[EXERCISE]
Repeat verbatim the part of the album article that opens with the words containing "Unwritten is the" and closes with "and Greg Wells.".

[PAGE EXTRACT]

Unwritten is the debut studio album by English singer and songwriter Natasha Bedingfield. It was released in Europe on 6 September 2004 through Phonogenic Records and in the United States on 2 August 2005 through Epic Records. A pop and R&B album, Unwritten was produced by a number of producers, including Danielle Brisebois, Guy Chambers, Peter Wade Keusch, Steve Kipner, Patrick Leonard and Greg Wells.

In the United Kingdom, Unwritten topped both the UK Albums Chart and the Scottish Albums Chart, receiving a triple platinum certification from the British Phonographic Industry for sales of over a million copies in the United Kingdom. In North America, it peaked at number twenty-six on the US Billboard 200 and was certified gold by the RIAA for shipments of over 500,000 copies in the United States. The album spawned four singles: "Single", "These Words", "Unwritten" and  "I Bruise Easily" from the 2006 reissue. The song "Drop Me in the Middle" featured rapper Bizarre on the international editions of the album, and English rapper and singer Estelle on the US editions. In 2006, the album was re-released in North America with new cover artwork and a slightly altered track listing, including "The One That Got Away".

Critical reception

The album received generally positive reviews from critics. Earning a 7 out of 10 from PopMatters, Adrien Begrand, who said the album was Bedingfield's "brand of clever, R&B infused pop." Though, he went on to admit that the album was "not without its pitfalls." David Hooper from the BBC gave the album another positive review, writing "there's no denying this is a finely-crafted number with bold, voluptuous harmonies. It's guaranteed to thrill, at least for the first 30 plays." Further, Hollow stated "Unwritten is a textbook quality pop album, lifted by Natasha's strong voice, immaculate production and some absolutely corking singles. Whether you like it or not, you won't be able to get those tunes out of your head."

UK-based music review website musicOMH critic David Welsh praised the album, compared Bedingfield's success to that of her brother, calling the album "a startlingly accomplished debut outing, letting the whole world know that Daniel is by no means the only talented Bedingfield out there." Welsh continued to add that Unwritten was "both musically note-worthy and lyrically substantial", concluding that there was "no shame in adding this to your collection."

Commercial performance
Unwritten peaked at number one on the Official Charts Company's UK Albums Chart. It sold over one million copies in the United Kingdom, being certified triple platinum by the British Phonographic Industry (BPI). In the United States, it peaked at number 26 on the US Billboard 200 with first week sales of 34,000. Its currently certified gold from the Recording Industry Association of America (RIAA). In Australia, it peaked at number 89 on ARIA Albums Chart. It also peaked at number 26 in Austria, number 20 in Germany, number 33 in Mexico and number 23 in Switzerland, making smaller impact outside the United Kingdom and the United States.

(Entries from a dataset)
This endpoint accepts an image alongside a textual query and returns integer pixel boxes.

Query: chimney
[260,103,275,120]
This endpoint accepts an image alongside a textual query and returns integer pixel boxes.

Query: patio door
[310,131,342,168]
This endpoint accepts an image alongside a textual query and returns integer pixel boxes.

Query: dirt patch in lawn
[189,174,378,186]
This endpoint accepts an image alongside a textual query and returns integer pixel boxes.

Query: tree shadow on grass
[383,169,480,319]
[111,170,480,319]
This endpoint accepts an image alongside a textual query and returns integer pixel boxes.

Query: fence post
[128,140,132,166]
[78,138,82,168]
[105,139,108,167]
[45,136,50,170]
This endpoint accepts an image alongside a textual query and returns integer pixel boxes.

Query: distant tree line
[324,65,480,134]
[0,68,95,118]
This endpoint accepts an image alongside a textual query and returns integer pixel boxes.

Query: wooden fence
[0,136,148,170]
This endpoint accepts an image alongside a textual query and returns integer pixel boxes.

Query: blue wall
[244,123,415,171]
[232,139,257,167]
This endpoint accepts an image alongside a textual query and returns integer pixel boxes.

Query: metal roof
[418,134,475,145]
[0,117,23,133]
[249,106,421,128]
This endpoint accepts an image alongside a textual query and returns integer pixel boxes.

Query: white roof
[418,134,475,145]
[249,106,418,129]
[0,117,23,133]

[COMPLETE ANSWER]
Unwritten is the debut studio album by English singer and songwriter Natasha Bedingfield. It was released in Europe on 6 September 2004 through Phonogenic Records and in the United States on 2 August 2005 through Epic Records. A pop and R&B album, Unwritten was produced by a number of producers, including Danielle Brisebois, Guy Chambers, Peter Wade Keusch, Steve Kipner, Patrick Leonard and Greg Wells.